DATA LINES:
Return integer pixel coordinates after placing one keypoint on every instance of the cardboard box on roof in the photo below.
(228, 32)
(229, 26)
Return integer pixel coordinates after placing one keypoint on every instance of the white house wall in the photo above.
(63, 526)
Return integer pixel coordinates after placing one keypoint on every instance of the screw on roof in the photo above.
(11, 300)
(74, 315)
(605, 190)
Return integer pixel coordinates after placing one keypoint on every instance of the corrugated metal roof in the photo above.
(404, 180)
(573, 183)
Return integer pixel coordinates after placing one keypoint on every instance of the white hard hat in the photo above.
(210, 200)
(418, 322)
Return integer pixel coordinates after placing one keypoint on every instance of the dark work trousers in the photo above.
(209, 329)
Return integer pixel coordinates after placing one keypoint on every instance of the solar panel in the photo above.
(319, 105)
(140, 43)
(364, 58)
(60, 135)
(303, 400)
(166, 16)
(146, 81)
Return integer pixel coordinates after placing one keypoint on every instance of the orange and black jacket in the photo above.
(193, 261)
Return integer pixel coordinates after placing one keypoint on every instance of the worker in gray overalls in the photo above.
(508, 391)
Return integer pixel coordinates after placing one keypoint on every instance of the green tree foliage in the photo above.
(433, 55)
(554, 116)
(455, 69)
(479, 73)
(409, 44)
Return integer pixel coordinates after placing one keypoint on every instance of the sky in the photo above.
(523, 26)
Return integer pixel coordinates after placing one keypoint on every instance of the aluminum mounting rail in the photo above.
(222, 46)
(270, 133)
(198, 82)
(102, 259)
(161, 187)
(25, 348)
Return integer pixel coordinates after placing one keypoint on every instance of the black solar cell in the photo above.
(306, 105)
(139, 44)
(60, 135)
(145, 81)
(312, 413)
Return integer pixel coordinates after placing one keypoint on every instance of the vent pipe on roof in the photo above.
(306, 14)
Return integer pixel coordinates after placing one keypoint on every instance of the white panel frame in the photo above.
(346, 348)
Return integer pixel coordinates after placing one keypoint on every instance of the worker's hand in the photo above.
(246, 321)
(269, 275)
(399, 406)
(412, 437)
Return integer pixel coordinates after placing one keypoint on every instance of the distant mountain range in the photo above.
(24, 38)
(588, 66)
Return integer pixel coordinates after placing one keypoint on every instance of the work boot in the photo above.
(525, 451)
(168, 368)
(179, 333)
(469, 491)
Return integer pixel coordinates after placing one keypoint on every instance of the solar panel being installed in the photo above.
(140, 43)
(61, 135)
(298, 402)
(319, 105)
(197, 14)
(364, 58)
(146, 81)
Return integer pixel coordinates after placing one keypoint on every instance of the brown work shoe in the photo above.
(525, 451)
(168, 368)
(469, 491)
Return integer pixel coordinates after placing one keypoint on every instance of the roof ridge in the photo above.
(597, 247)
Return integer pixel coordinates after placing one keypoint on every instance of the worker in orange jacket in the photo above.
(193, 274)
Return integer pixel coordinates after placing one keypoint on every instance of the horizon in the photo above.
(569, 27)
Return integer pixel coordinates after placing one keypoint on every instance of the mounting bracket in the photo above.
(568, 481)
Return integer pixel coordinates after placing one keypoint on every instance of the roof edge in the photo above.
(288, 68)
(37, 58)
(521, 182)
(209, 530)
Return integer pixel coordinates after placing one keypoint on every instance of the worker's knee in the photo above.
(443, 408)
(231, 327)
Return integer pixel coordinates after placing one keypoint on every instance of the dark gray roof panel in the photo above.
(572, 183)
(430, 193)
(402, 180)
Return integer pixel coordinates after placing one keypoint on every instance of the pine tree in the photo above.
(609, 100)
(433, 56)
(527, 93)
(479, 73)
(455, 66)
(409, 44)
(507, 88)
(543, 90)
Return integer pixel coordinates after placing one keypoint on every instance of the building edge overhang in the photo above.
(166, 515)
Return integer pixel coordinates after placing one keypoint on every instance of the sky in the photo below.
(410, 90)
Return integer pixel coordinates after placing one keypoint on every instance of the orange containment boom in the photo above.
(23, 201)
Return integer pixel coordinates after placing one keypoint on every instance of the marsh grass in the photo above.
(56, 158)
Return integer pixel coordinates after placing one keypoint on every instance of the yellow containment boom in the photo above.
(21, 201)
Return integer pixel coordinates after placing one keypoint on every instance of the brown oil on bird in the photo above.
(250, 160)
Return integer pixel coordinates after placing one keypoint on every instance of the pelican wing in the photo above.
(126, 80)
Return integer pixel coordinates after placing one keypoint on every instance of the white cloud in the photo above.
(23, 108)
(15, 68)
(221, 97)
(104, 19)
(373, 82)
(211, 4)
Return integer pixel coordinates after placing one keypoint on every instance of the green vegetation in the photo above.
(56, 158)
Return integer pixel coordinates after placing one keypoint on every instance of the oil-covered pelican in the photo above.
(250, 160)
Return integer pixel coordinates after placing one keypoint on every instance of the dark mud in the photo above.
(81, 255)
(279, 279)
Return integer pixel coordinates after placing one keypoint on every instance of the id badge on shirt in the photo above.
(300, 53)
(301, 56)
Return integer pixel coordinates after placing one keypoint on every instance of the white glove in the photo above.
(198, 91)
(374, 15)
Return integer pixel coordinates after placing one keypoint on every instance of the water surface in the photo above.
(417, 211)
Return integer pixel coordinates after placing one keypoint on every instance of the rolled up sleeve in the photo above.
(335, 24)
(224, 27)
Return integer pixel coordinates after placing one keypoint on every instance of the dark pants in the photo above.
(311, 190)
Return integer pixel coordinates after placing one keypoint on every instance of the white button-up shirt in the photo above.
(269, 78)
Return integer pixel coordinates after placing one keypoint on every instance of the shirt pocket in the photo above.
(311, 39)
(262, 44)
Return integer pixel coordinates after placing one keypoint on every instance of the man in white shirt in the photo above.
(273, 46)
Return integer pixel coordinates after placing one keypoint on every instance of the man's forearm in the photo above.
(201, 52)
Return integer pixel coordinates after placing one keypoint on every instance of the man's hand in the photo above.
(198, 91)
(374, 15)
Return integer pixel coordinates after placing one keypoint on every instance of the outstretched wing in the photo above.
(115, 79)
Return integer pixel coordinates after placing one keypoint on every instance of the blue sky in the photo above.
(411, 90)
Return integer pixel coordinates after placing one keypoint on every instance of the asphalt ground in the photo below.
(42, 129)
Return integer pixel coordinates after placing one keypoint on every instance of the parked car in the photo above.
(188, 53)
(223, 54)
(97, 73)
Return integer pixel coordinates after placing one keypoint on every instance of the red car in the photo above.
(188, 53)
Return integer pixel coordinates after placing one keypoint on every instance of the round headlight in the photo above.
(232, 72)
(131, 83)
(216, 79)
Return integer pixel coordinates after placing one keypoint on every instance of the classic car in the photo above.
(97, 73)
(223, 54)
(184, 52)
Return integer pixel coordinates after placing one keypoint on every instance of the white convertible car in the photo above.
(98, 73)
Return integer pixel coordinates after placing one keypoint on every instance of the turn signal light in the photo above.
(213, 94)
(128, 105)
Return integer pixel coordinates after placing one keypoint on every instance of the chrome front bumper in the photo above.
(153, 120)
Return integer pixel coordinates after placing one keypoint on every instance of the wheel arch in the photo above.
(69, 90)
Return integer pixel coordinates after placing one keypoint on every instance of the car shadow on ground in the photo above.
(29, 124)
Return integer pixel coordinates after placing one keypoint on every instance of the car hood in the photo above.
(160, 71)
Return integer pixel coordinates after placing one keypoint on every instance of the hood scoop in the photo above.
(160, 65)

WRITTEN EXERCISE: Reproduce only the lines running from the one with "arch in the photo above." through the final line of the listing above, both ends included.

RESPONSE BELOW:
Return integer pixel coordinates after placing one keypoint on every instance of the wheel arch in the photo above.
(69, 90)
Return integer pixel coordinates after placing one keypoint on every instance of the car shadow on ground in the photo above.
(29, 124)
Return integer pixel coordinates after placing one keypoint on every instance of the car hood in the photo above.
(160, 71)
Return integer pixel coordinates after placing one keypoint on every instance of the hood scoop in the photo above.
(160, 65)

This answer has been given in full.